◆ PROBLEM
Rewrite every one of the entries below with each "trace the outline of" changed to "outline" and nothing else altered. Leave the pictures out of your answer.

◆ Image segmentation entries
● ● ● ● ●

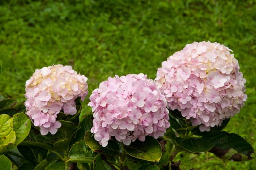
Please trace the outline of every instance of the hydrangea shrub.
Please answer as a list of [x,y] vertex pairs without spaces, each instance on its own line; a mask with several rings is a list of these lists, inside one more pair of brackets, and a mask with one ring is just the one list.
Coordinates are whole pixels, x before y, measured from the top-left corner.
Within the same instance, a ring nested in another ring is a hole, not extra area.
[[105,147],[111,136],[129,145],[150,136],[164,136],[168,122],[168,111],[164,95],[153,80],[143,74],[109,77],[90,97],[93,112],[91,132]]
[[55,134],[61,123],[58,114],[77,112],[75,99],[83,101],[88,94],[87,77],[77,74],[70,66],[56,65],[37,69],[26,82],[26,114],[41,134]]
[[218,43],[187,45],[158,68],[155,81],[167,100],[202,131],[220,125],[244,105],[246,80],[231,50]]
[[247,99],[230,51],[188,44],[162,63],[154,81],[140,73],[101,83],[83,113],[75,100],[88,94],[86,77],[70,66],[36,70],[24,102],[0,94],[0,163],[8,170],[180,170],[184,151],[250,160],[252,146],[223,130]]

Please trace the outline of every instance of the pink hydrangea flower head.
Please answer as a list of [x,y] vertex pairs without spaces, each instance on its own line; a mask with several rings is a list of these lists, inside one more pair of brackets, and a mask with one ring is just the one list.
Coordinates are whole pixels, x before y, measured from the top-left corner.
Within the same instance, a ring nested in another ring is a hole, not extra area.
[[143,74],[109,77],[93,91],[88,105],[93,112],[91,132],[103,147],[111,136],[129,145],[136,139],[163,136],[168,122],[164,95]]
[[87,78],[70,66],[56,65],[36,70],[26,82],[26,114],[41,134],[55,134],[61,123],[56,121],[62,110],[66,114],[77,112],[75,100],[88,94]]
[[194,42],[169,57],[155,82],[168,107],[178,109],[201,131],[239,112],[247,96],[246,80],[233,51],[223,45]]

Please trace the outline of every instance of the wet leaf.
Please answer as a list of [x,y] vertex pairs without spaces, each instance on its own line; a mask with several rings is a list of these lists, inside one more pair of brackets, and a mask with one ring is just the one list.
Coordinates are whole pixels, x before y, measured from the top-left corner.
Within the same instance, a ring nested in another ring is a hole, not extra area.
[[4,155],[0,156],[0,170],[9,170],[12,168],[12,162]]
[[112,170],[111,167],[107,163],[106,161],[102,159],[102,156],[100,154],[95,157],[93,168],[94,170]]
[[199,130],[199,127],[197,127],[192,130],[192,133],[195,135],[200,136],[212,136],[215,134],[221,131],[224,129],[229,122],[230,119],[226,119],[222,122],[222,124],[220,126],[214,126],[211,128],[211,130],[209,132],[204,131],[201,132]]
[[203,136],[212,141],[213,148],[209,151],[218,157],[235,161],[247,161],[254,153],[252,146],[239,135],[222,131],[211,136]]
[[102,146],[97,141],[94,140],[92,134],[87,131],[85,136],[85,141],[89,147],[94,152],[101,150]]
[[139,168],[139,170],[160,170],[160,167],[154,164],[145,164]]
[[194,153],[200,153],[210,150],[213,144],[207,139],[191,137],[187,139],[177,138],[176,142],[181,148]]
[[85,142],[80,141],[75,143],[70,149],[68,162],[79,162],[82,163],[92,163],[94,157],[93,153]]
[[15,143],[13,119],[6,114],[0,115],[0,154],[10,149]]
[[160,144],[151,136],[147,136],[144,142],[137,139],[130,145],[125,146],[124,150],[131,156],[148,161],[158,162],[162,156]]
[[24,112],[14,115],[13,119],[13,129],[16,137],[15,145],[17,145],[25,139],[29,134],[31,127],[31,121]]

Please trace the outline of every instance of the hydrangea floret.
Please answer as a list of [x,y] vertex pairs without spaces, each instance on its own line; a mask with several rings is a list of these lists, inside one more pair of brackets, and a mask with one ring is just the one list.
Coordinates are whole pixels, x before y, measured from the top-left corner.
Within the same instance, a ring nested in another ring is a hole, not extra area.
[[56,65],[36,70],[26,82],[26,114],[42,135],[57,132],[61,123],[56,118],[61,110],[76,113],[75,99],[80,97],[83,101],[88,94],[87,80],[71,66]]
[[144,141],[147,136],[156,139],[170,127],[166,100],[146,77],[142,73],[109,77],[92,92],[91,132],[102,146],[111,136],[126,145],[137,138]]
[[167,100],[201,131],[239,112],[247,96],[246,80],[233,51],[219,43],[187,44],[158,69],[155,82]]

● ● ● ● ●

◆ OUTPUT OF THE EXERCISE
Please outline every instance of the hydrangea shrub.
Please answer as a list of [x,y] vertex pairs without spaces, each instance on its own line; a mask with several rings is a list of these lists, inside one more pair of brackets, and a mask with one ring is just the one list.
Coordinates are whole pixels, x before y, measured from the top-left corner.
Within the same instance, a ring nested in another ring is a hole, not extra area.
[[105,147],[111,136],[129,145],[150,136],[164,136],[168,122],[168,111],[164,95],[153,80],[143,74],[109,77],[90,97],[93,112],[91,132]]
[[55,134],[61,123],[58,114],[77,112],[75,99],[83,101],[88,94],[87,77],[77,74],[70,66],[56,65],[37,69],[26,82],[26,114],[41,134]]
[[218,43],[187,45],[158,68],[155,81],[167,100],[202,131],[220,125],[244,105],[246,80],[231,50]]
[[247,99],[230,51],[188,44],[162,63],[154,81],[140,73],[101,83],[83,113],[75,100],[88,94],[86,77],[70,66],[36,70],[24,102],[0,94],[0,163],[8,170],[180,170],[184,151],[250,160],[252,146],[223,130]]

Please outline every instance of the pink hydrangea flower head.
Please answer as a list of [x,y] vertex pairs without spaces, each instance on its own line; a mask with several rings is a list of these lists, inside one more pair of brackets, and a mask with one ring is just the one list.
Coordinates are whole pixels, x before y, measured from the top-left corner.
Within the same instance, a ring nested in another ring is a hole, not extra area.
[[143,74],[109,77],[93,91],[88,105],[93,112],[91,132],[103,147],[111,136],[129,145],[136,139],[163,136],[168,122],[164,95]]
[[87,78],[70,66],[56,65],[36,70],[26,82],[26,114],[41,134],[55,134],[61,123],[56,121],[62,110],[66,114],[77,112],[75,100],[88,94]]
[[194,42],[169,57],[155,82],[168,107],[178,109],[201,131],[239,112],[247,96],[246,80],[233,51],[223,45]]

Please outline every instance of the wet leaf.
Please answer as a list of [x,y] vertex pairs without spaces, each instance on its own line; a mask with several rings is a list of these lists, inside one more pair of brackets, and a mask with one ring is just the one list.
Coordinates are whole pixels, x before y, measured from the top-left corner.
Within the same instance, a ring nested in another ring is a hole, not extra area.
[[4,155],[0,156],[0,170],[9,170],[12,168],[12,162]]
[[112,170],[111,167],[107,163],[106,161],[102,159],[102,156],[100,154],[95,157],[93,168],[94,170]]
[[199,130],[199,127],[197,127],[192,130],[192,133],[195,135],[200,136],[212,136],[215,134],[221,131],[224,129],[229,122],[230,119],[226,119],[222,122],[222,124],[220,126],[214,126],[211,128],[211,130],[209,132],[204,131],[201,132]]
[[203,136],[212,141],[213,148],[209,151],[218,157],[235,161],[247,161],[254,153],[252,146],[239,135],[222,131],[211,136]]
[[102,146],[97,141],[94,140],[92,134],[87,131],[85,136],[85,141],[89,147],[94,152],[101,150]]
[[139,168],[139,170],[160,170],[160,167],[154,164],[145,164]]
[[194,153],[200,153],[210,150],[213,144],[207,139],[191,137],[187,139],[177,138],[176,142],[181,148]]
[[85,142],[80,141],[75,143],[70,149],[68,162],[79,162],[82,163],[92,163],[94,157],[93,153]]
[[15,143],[13,119],[6,114],[0,115],[0,154],[10,149]]
[[160,144],[151,136],[147,136],[144,142],[137,139],[130,145],[125,146],[124,150],[131,156],[148,161],[158,162],[162,156]]
[[24,112],[14,115],[13,119],[13,129],[16,137],[15,145],[17,145],[25,139],[29,134],[31,127],[31,121]]

Please outline every instance of the hydrangea floret.
Please answer as a list of [x,y] vertex pairs without spaces, each instance on its own line; a mask with several rings is a list of these lists, inside one more pair of brackets, and a mask with one ring is just the one list.
Coordinates are whole pixels, x before y, measured from the top-left corner.
Within the same instance, a ring nested in another ring is a hole, not extra area.
[[56,65],[36,70],[26,82],[26,114],[42,135],[57,132],[61,123],[56,118],[61,110],[76,113],[75,99],[80,97],[83,101],[88,94],[87,80],[71,66]]
[[144,141],[147,136],[156,139],[170,127],[166,100],[146,77],[142,73],[109,77],[92,92],[91,132],[102,146],[111,136],[126,145],[137,138]]
[[167,100],[201,131],[239,112],[247,96],[246,80],[233,51],[219,43],[187,44],[158,69],[155,82]]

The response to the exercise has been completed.